### WORK TO COMPLETE
1 - In the blog post about spooky shows and autumn reads, rewrite the stretch from "Great stuff, am" through "the Doctor said.", putting "roommate" in place of "boyfriend".
2 - According to the blog post about spooky shows and autumn reads, what is the ocean at the end of the lane in fact?
3 - Pick up the blog post about spooky shows and autumn reads after its final sentence and keep writing.

Great stuff, am I right?

My friends can attest to the fact that after watching an episode of Supernatural, I often wish someone would accompany me to the bathroom. I had to watch Twin Peaks during the day, and preferably on sunny ones. My boyfriend tickled me in the midst of watching Manhunter the other night and I nearly bloodied his nose.

There’s a strange pleasure in being spooked though, in making it past the gaping dark entrance to the attic stairs without being caught by a pale white hand, in ignoring the shape behind the shower curtain, in leaping onto bed and getting the quilt pulled up to your chin just. in. time. Rocket fuel, like the Doctor said.

My autumnal reads haven’t scared me properly thus far, but I’ve enjoyed a bit of haunting via Neil Gaiman’s The Ocean at the End of the Lane, and Susan Hill’s double feature The Small Hand & Dolly.

The ocean at the end of the lane is in fact a duck pond, but Lettie Hempstock saw further and deeper than others. The unnamed narrator of Gaiman’s short novel finds his way back to the pond as an adult, and remembers all in a rush a series of events that nearly swept him away as a child. It began when a man committed suicide in his father’s car, at the lane’s end in front of Lettie’s farm. Something was released into the world, something dangerous and strange. Lettie promised no harm would come to him, and the little boy trusted her – even when evil forces found their way into his home and everything he knew about how the world fit together was challenged.

### DATASET EXTRACT
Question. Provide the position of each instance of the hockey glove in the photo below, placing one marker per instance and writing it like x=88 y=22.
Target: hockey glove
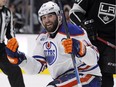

### ANSWERS IN ORDER
1 -
Great stuff, am I right?

My friends can attest to the fact that after watching an episode of Supernatural, I often wish someone would accompany me to the bathroom. I had to watch Twin Peaks during the day, and preferably on sunny ones. My roommate tickled me in the midst of watching Manhunter the other night and I nearly bloodied his nose.

There’s a strange pleasure in being spooked though, in making it past the gaping dark entrance to the attic stairs without being caught by a pale white hand, in ignoring the shape behind the shower curtain, in leaping onto bed and getting the quilt pulled up to your chin just. in. time. Rocket fuel, like the Doctor said.

2 - A duck pond.

3 -
I saw the world I had walked since my birth and I understood how fragile it was, that the reality I knew was a thin layer of icing on a great dark birthday cake writhing with grubs and nightmares and hunger.” – p. 143

The adult narrator loses himself in his childhood memories, which lends a mature tone to the voice of a serious, observant, but vulnerable little boy. The adult can’t hope to explain some of the things he saw then, and the boy didn’t fully comprehend other things he witnessed. Both sets of eyes present a straightforward story, therefore, and that adds to the horror and to the fay quality of it. It’s a dream-like tale, with magic and wonder and surreal landscapes, but also the very real confusion of a child trying to navigate a world full of adult whims and rules. He constantly finds safety or at least distraction in books, which I related to strongly, and those books help him to survive and tell his own story.

Bizarrely, I haven’t read many books by Gaimen – I believe just Coraline and Stardust, beside this one – but I have so much respect for the author and how, and to what purpose, he wields his pen. This wasn’t my most favorite book of the year, but it was certainly delightfully moody and devilish, and a good R. I. P. read.

Susan Hill’s two little books were a bit more spine-chilling. They are ghost stories, and both deal with the sort of haunting where the consequences of a childhood act must be paid for in the end. They have delicious, irresistible build ups, and the sort of creeping imagery that gets under your nails and bores into the back of your skull, until you have to look. They’re not BOO! in your face scary – Susan Hill is deftly subtle.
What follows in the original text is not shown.